# [Dataset entries]

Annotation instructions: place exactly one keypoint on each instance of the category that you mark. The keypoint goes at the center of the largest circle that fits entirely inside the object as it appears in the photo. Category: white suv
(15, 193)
==
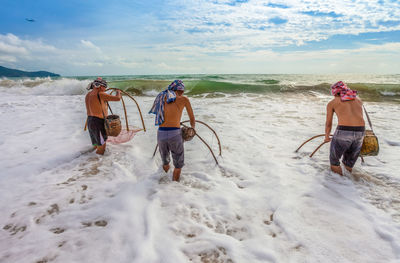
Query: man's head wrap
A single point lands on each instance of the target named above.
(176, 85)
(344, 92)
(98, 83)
--
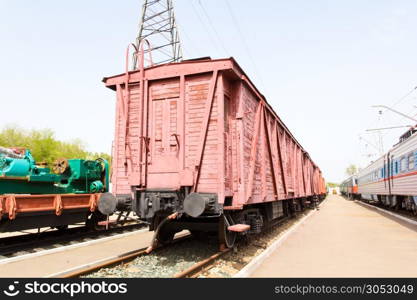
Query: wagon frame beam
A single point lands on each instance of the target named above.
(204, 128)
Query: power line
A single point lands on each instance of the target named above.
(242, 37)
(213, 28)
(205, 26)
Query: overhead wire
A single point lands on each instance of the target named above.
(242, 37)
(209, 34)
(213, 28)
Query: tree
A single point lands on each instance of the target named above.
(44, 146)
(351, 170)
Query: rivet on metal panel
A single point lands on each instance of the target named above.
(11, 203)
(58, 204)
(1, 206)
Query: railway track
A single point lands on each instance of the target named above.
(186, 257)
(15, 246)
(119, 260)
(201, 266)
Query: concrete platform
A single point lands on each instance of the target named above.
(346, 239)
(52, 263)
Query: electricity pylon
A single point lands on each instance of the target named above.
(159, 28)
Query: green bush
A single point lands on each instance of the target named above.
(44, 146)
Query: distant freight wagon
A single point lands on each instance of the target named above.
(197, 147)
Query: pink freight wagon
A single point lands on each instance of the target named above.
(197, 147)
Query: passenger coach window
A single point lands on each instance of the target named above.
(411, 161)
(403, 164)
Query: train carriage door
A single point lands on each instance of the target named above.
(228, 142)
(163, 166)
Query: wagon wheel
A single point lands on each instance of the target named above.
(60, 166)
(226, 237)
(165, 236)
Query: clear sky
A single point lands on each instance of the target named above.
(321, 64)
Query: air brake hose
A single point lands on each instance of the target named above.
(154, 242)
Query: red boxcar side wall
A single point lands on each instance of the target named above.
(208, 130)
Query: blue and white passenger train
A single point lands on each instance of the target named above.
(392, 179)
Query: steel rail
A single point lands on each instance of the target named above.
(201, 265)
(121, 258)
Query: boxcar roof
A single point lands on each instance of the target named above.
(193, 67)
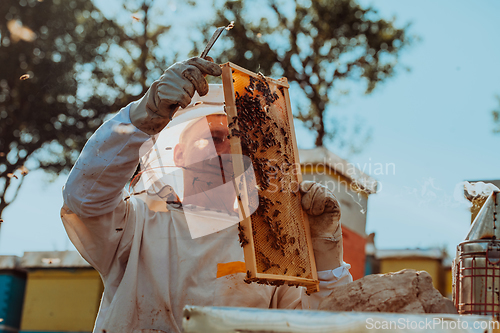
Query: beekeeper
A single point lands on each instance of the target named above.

# [What is required]
Bring together all lines from the listing that contain the word "wagon".

# [Response area]
Query: wagon frame beam
Query: distant freight wagon
Query: pink freight wagon
Query: wagon wheel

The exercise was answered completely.